Elections indonésiennes : une dynamique toxique

Les élections indonésiennes - très contestées - ne seront pas sans conséquences pour le pays. Analyse, par Quentin Gollier, consultant en stratégie.

Ayant eu à choisir entre le souvenir nostalgique de la dictature militaire et les efforts réformateurs d'un jeune gouverneur, le destin de l'Indonésie repose aujourd'hui entre les mains des acteurs de son fragile processus électoral.

Des candidats polarisés

Considérant la variété des groupes de peuplement éparpillés sur l'ensemble de l'archipel formant l'Indonésie, Elizabeth Pisani, dans « Indonesia etc. », conclut que « ces différents peuples vivent essentiellement à différentes périodes de l'histoire humaine ». Ayant dû voter pour des candidats extrêmement polarisés, un magnat ex-militaire éduqué à l'étranger et un ancien vendeur de meubles ayant douloureusement gravi l'échelle sociale jusqu'à la position enviable de maire de Jakarta, ce pays de 240 millions d'habitants a été amené durant cette élection à choisir entre les représentants de deux ères. Les candidats ayant désormais chacun proclamé leur victoire, la tension commence à s'accumuler avant la publication des résultats officiels, le 22 juillet.
+ + +
• [CONSIGNE 1] Recopiez le passage de l'article sur les élections indonésiennes qui va de « Ayant eu à choisir » à « fragile processus électoral. », ces deux extraits compris.
+ + +
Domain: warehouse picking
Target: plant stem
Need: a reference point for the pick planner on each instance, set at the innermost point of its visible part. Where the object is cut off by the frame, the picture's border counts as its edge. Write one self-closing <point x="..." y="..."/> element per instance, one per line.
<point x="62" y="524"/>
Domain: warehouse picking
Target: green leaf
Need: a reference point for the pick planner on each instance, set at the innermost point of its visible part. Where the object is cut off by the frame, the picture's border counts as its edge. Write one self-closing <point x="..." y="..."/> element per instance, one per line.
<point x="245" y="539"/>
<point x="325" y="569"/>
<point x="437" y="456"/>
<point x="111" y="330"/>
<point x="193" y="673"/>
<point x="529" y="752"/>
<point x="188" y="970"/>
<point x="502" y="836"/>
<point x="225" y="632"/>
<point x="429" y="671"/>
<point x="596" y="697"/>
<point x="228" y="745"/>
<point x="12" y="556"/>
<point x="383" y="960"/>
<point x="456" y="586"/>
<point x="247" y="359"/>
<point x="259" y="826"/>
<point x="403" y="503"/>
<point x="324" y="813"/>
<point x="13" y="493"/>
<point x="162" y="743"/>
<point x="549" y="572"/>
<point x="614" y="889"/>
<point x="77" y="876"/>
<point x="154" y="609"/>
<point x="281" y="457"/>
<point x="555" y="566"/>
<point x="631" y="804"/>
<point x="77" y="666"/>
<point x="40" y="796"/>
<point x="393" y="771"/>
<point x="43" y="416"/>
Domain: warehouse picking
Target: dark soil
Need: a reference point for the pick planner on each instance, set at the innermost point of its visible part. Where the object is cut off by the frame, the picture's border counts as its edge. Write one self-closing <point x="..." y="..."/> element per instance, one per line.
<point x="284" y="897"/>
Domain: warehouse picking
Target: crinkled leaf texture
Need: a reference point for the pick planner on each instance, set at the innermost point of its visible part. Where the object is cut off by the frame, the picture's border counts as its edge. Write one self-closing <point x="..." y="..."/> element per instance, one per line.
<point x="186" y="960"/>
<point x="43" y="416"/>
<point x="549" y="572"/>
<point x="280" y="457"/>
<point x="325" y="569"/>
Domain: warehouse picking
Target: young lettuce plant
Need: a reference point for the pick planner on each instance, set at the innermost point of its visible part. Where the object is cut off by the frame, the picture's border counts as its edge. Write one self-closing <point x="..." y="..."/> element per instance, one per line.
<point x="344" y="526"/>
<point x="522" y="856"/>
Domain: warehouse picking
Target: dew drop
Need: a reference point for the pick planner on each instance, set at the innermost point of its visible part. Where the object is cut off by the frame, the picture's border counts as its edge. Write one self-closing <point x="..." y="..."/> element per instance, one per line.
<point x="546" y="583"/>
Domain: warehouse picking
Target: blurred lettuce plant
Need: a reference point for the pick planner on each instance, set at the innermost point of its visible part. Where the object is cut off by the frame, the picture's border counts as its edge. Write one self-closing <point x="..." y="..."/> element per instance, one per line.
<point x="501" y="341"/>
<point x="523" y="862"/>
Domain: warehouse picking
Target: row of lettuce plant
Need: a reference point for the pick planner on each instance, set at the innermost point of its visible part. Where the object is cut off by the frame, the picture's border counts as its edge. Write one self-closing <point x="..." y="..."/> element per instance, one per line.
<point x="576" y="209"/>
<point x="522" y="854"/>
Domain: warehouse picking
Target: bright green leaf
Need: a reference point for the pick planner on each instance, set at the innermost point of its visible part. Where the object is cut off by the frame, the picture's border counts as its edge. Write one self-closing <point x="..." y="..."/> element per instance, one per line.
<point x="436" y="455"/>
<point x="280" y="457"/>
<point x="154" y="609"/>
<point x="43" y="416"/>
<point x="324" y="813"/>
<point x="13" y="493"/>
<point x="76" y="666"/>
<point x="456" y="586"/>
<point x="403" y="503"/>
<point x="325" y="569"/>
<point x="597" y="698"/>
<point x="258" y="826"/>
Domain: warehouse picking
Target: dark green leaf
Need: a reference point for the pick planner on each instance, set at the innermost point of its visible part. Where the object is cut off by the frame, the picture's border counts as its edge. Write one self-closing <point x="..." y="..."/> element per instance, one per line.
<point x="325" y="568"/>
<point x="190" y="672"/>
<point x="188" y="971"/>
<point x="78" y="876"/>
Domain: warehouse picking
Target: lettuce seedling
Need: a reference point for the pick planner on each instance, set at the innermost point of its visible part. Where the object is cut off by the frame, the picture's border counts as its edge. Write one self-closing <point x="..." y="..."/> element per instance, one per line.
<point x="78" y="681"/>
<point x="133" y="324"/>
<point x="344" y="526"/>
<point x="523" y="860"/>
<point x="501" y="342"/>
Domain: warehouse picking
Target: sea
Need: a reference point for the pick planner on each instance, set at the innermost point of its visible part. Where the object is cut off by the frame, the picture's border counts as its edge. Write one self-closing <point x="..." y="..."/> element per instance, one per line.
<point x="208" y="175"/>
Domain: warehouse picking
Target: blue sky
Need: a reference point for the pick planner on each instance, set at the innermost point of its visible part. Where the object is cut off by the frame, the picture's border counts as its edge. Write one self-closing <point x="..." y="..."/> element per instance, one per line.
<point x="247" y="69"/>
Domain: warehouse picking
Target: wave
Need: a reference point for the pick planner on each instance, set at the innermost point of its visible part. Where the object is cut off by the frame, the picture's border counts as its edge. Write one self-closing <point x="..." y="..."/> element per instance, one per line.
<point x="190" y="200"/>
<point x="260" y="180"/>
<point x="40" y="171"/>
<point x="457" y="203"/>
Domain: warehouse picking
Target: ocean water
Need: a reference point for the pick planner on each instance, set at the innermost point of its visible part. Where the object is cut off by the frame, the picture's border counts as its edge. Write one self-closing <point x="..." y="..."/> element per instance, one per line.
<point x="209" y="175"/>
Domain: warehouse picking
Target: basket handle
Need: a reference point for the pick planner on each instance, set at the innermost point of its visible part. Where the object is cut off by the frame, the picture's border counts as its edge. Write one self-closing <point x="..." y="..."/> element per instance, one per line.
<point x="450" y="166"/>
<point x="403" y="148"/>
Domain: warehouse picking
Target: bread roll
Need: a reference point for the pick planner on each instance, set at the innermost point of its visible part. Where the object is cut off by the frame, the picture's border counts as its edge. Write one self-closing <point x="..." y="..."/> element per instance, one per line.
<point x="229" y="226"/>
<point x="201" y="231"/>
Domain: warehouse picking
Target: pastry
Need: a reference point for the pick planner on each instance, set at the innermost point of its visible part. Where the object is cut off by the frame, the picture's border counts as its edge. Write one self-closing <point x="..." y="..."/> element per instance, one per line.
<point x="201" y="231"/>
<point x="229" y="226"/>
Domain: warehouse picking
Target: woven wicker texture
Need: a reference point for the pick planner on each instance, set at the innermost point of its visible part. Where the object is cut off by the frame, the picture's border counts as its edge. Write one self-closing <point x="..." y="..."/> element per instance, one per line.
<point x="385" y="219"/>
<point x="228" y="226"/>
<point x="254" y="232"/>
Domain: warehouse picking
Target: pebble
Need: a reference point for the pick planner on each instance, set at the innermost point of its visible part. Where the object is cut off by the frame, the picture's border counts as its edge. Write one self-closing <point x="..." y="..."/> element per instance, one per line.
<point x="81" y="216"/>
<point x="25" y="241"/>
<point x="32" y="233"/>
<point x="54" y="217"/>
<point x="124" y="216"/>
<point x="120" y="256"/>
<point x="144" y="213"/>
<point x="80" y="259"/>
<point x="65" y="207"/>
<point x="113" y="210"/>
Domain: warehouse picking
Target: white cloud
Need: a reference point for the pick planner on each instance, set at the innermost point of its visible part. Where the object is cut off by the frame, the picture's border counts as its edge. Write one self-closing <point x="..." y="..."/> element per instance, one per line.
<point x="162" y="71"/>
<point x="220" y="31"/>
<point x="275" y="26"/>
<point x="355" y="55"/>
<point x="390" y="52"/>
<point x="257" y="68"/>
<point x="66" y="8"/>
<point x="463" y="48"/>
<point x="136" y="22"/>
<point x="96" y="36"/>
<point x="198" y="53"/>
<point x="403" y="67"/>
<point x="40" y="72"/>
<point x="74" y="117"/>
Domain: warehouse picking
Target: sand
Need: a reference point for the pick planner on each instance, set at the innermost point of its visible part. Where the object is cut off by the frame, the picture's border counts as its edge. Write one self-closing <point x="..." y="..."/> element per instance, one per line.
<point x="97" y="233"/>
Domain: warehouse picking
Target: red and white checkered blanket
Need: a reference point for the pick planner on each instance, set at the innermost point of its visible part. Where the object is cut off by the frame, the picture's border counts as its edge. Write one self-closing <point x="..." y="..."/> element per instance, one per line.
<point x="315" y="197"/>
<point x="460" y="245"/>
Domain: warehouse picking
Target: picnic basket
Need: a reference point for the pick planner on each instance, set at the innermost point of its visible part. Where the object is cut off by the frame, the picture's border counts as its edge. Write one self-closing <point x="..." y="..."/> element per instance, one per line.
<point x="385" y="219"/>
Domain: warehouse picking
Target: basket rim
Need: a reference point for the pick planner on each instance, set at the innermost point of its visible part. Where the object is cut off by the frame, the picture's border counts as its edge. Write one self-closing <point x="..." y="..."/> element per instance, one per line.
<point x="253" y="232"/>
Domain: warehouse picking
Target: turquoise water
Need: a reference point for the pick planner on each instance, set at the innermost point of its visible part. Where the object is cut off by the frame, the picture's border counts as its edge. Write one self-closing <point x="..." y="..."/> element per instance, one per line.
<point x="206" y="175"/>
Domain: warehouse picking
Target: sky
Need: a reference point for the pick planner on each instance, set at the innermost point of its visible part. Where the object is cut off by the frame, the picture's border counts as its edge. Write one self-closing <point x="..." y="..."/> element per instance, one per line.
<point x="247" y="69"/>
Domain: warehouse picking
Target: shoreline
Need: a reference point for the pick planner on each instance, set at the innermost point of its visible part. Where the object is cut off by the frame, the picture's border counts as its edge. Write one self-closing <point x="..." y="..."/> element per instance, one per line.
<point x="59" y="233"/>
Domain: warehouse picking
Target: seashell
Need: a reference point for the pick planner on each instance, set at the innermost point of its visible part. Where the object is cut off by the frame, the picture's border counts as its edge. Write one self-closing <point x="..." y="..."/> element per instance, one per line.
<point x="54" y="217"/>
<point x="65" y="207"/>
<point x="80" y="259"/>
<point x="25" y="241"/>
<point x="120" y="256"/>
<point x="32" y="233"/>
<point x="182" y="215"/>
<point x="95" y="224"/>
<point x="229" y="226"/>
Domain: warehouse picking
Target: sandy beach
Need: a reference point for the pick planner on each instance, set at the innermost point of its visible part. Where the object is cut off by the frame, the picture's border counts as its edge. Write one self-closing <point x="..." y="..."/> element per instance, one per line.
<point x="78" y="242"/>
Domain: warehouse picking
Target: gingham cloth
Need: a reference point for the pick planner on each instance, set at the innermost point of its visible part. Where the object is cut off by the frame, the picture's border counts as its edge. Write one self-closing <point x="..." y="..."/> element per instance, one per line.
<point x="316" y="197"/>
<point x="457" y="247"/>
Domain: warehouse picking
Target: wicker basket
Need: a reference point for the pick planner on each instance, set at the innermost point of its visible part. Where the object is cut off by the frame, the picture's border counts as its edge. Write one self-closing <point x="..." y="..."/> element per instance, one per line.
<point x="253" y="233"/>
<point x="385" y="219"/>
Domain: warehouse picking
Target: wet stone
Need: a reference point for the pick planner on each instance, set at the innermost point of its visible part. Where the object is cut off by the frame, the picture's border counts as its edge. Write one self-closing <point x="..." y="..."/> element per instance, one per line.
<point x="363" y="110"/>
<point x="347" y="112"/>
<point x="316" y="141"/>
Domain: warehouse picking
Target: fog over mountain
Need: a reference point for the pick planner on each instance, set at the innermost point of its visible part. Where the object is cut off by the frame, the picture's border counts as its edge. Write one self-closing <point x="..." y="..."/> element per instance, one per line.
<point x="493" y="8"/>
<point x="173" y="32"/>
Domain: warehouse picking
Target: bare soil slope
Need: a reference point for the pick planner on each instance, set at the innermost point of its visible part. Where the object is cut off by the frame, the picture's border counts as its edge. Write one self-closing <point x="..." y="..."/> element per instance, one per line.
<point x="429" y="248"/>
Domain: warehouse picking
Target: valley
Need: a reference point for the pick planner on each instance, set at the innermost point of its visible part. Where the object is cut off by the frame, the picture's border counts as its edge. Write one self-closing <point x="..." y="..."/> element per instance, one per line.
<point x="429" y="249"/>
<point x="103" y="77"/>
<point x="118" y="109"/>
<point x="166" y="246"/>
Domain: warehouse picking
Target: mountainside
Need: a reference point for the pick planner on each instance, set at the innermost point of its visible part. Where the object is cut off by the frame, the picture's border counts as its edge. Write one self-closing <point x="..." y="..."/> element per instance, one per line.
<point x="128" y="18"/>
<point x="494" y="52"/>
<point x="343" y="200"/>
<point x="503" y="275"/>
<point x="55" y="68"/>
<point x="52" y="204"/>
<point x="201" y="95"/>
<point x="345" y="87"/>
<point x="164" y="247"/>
+ + +
• [CONSIGNE 2] Affichez toutes les lignes des entrées qui contiennent le mot « dark », en tenant compte des majuscules et des minuscules.

• [RÉPONSE RÉDIGÉE 1]
Ayant eu à choisir entre le souvenir nostalgique de la dictature militaire et les efforts réformateurs d'un jeune gouverneur, le destin de l'Indonésie repose aujourd'hui entre les mains des acteurs de son fragile processus électoral.

• [RÉPONSE RÉDIGÉE 2]
Target: dark soil
Target: dark green leaf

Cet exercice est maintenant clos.